▸ **Task details**:
Repeat the lines of the items word for word, from the line containing "Objective — one dot per instance of the white blouse." through the end of the items, including both ends.

(Dataset items about object locations)
===
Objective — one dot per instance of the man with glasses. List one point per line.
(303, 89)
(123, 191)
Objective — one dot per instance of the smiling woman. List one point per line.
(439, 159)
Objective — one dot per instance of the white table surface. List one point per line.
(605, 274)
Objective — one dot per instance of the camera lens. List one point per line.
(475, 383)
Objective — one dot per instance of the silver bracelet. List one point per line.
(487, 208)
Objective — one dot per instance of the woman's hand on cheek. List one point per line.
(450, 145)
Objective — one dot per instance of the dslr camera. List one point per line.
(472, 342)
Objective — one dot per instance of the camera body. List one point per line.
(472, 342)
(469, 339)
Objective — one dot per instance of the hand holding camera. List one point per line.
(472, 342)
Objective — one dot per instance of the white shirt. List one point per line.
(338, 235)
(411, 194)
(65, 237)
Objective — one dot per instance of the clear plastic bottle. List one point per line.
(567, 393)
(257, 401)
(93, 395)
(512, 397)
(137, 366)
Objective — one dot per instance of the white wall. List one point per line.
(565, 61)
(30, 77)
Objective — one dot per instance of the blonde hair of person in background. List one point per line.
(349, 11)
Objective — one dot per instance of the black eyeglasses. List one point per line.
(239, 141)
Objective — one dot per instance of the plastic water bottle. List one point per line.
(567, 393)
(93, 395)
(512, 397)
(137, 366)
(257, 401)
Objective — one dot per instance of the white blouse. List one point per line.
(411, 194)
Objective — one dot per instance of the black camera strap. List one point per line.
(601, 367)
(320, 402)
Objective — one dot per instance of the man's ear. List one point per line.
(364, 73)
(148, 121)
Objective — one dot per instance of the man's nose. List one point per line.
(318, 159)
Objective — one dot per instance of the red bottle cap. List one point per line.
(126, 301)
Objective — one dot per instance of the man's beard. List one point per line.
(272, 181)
===
▸ **Written reply**:
Objective — one dot per instance of the white blouse. List one point per line.
(411, 194)
Objective — one dot per instance of the black camera strap. List one point per line.
(601, 367)
(320, 402)
Objective — one dot per instance of the man's ear. List one point per line.
(364, 73)
(148, 121)
Objective — one dot per instance of the man's nose. List one point per line.
(318, 159)
Objective — one dot per instance of the red bottle cap. List one point per line.
(126, 301)
Objective — one dot per instance of the man's beard. List one point per line.
(272, 181)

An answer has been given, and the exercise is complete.